[Records from a data collection]
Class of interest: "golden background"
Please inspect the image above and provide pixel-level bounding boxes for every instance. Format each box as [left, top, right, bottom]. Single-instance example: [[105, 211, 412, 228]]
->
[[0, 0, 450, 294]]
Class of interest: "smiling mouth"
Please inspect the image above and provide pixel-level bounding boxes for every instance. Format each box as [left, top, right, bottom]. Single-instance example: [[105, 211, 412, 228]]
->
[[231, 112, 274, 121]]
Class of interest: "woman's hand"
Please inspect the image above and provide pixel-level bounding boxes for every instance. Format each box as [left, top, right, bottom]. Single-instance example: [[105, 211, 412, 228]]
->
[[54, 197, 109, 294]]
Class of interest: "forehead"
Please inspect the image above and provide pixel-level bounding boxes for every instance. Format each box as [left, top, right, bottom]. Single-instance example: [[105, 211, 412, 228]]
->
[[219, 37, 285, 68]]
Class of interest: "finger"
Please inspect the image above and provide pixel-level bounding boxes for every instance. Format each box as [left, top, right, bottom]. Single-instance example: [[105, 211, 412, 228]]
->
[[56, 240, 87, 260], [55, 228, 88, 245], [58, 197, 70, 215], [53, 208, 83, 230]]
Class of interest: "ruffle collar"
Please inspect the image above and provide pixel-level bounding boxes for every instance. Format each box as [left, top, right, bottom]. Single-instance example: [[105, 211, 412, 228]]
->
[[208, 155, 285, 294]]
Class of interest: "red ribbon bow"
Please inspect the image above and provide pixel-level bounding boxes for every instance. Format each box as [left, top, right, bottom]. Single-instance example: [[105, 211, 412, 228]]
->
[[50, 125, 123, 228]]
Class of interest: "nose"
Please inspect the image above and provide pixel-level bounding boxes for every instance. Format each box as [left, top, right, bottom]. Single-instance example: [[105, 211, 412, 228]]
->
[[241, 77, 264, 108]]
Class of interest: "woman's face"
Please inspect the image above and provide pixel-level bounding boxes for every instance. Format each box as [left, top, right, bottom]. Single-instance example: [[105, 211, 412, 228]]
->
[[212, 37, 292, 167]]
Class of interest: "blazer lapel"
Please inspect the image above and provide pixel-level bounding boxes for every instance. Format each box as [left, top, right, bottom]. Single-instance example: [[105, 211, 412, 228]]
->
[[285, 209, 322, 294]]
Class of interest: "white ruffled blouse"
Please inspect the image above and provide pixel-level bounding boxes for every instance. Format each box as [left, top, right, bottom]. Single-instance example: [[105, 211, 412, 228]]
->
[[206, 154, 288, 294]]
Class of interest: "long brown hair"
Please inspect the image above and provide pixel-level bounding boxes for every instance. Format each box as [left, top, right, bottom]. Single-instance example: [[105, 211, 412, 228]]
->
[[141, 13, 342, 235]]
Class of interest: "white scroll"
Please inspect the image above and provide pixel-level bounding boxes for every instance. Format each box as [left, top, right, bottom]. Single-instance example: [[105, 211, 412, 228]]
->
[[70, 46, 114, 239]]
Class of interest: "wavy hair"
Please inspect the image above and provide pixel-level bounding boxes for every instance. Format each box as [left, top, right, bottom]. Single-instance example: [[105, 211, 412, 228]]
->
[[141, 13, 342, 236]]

__Goal__
Put everything from the start of the rows down to and including the line containing "[[219, 37, 285, 68]]" into a Markdown table with two columns, No. and Line, and skip any blank lines.

__Complete output__
| No. | Line |
|---|---|
| 1 | Class of interest: "golden background" |
| 2 | Please inspect the image above and provide pixel-level bounding boxes for every instance. Format each box as [left, top, right, bottom]. Single-instance example: [[105, 211, 412, 228]] |
| 3 | -> |
| 4 | [[0, 0, 450, 294]] |
| 5 | Class of interest: "smiling mouth" |
| 6 | Please inspect the image above and provide pixel-level bounding boxes for every instance. Format each box as [left, top, right, bottom]. Single-instance example: [[105, 211, 412, 228]] |
| 7 | -> |
| 8 | [[231, 112, 274, 121]] |
| 9 | Class of interest: "woman's hand" |
| 10 | Please inspect the image above and provide pixel-level bounding boxes for every instance. Format each box as [left, top, right, bottom]. Single-instance example: [[105, 211, 412, 228]] |
| 11 | -> |
| 12 | [[54, 197, 109, 294]] |
| 13 | Class of interest: "forehead" |
| 14 | Please inspect the image above and provide pixel-level bounding boxes for every instance. Format each box as [left, top, right, bottom]. Single-instance example: [[105, 211, 412, 228]] |
| 15 | -> |
| 16 | [[219, 37, 285, 68]] |